RECORDS TO PROCESS below:
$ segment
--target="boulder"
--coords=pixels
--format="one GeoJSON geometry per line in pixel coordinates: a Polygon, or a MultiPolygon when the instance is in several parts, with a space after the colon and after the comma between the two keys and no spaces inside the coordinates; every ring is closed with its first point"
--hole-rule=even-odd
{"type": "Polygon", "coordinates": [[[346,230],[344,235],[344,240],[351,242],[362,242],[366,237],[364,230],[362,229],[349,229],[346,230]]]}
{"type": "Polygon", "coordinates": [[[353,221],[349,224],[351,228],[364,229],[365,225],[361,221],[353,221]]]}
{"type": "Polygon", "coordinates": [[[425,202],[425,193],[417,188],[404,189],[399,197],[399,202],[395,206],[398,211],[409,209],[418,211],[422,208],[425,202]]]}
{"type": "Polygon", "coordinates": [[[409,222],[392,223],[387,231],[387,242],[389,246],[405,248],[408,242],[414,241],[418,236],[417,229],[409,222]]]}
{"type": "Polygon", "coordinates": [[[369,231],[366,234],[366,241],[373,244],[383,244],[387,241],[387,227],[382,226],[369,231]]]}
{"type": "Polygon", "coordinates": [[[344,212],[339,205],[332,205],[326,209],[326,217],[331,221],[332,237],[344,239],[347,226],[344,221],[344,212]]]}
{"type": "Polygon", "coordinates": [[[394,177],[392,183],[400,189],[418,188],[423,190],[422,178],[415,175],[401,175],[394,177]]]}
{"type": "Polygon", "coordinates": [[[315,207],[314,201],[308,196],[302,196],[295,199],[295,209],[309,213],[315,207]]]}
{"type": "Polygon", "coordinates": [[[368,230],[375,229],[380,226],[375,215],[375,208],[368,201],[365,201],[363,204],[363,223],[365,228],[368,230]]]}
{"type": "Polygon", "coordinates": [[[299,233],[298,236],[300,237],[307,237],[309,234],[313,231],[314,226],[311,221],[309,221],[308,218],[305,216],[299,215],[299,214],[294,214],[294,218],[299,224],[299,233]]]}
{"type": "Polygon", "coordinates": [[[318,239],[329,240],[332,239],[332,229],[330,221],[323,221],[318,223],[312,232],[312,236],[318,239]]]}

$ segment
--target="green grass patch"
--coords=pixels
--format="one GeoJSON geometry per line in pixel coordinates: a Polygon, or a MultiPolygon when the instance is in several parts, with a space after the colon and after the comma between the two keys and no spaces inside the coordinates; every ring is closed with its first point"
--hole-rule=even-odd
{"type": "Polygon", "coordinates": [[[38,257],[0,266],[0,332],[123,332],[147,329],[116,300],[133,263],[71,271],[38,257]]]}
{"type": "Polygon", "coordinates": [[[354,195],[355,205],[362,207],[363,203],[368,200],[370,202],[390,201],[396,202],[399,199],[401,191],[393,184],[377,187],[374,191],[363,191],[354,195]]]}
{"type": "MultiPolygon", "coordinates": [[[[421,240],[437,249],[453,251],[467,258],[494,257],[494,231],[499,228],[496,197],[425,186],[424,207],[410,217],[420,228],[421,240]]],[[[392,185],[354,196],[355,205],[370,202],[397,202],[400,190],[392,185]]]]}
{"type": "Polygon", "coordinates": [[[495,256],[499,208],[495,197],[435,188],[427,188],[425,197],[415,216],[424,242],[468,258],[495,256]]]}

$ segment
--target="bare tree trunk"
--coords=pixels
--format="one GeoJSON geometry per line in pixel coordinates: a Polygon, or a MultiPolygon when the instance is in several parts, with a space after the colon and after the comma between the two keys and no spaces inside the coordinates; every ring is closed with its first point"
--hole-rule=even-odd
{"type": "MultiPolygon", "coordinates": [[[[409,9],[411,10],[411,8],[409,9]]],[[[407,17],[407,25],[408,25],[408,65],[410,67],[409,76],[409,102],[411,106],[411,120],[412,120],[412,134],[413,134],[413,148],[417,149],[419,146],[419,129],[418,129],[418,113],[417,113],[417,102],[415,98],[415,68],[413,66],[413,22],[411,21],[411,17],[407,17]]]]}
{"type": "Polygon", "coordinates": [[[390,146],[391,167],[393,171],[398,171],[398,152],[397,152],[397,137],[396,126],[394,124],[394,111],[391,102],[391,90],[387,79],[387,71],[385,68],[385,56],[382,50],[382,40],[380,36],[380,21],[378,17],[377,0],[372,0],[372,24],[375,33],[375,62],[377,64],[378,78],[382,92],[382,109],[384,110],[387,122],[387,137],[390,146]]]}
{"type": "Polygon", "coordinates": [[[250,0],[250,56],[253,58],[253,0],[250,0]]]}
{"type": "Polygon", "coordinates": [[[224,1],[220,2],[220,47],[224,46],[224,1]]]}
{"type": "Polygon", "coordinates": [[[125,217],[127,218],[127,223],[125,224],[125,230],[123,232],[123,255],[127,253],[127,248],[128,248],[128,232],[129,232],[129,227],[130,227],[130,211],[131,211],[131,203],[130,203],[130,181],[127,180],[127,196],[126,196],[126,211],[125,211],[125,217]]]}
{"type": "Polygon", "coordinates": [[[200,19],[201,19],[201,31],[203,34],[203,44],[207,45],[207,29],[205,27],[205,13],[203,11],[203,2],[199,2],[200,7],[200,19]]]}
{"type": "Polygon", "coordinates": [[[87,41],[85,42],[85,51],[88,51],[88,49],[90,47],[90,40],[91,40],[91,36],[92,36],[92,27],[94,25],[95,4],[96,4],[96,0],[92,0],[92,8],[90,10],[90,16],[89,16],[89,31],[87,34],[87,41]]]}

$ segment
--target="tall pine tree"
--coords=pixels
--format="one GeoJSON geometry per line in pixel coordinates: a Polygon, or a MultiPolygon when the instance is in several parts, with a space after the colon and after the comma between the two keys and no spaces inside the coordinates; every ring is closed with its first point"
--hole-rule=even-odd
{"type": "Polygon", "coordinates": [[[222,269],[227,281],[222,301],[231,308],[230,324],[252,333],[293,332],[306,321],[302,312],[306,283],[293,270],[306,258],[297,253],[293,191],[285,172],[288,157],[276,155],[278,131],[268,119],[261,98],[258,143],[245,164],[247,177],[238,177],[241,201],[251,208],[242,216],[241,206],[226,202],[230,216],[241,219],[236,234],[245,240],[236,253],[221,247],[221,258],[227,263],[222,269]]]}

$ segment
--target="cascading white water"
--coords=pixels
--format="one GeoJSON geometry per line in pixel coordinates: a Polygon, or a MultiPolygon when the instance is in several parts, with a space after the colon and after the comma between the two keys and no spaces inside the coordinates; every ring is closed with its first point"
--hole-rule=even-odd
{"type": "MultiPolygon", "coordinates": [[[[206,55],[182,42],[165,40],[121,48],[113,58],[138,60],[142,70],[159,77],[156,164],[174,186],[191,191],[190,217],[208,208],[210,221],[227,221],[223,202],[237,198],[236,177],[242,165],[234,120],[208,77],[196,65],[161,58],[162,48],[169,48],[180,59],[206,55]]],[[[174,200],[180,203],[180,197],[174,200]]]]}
End of RECORDS TO PROCESS.
● **PROBLEM DESCRIPTION**
If the string "target" is in a line of the entries, pick that line out.

● **RESPONSE**
--target="boulder"
--target="green grass patch"
--target="bare tree trunk"
--target="tall pine tree"
--target="cascading white water"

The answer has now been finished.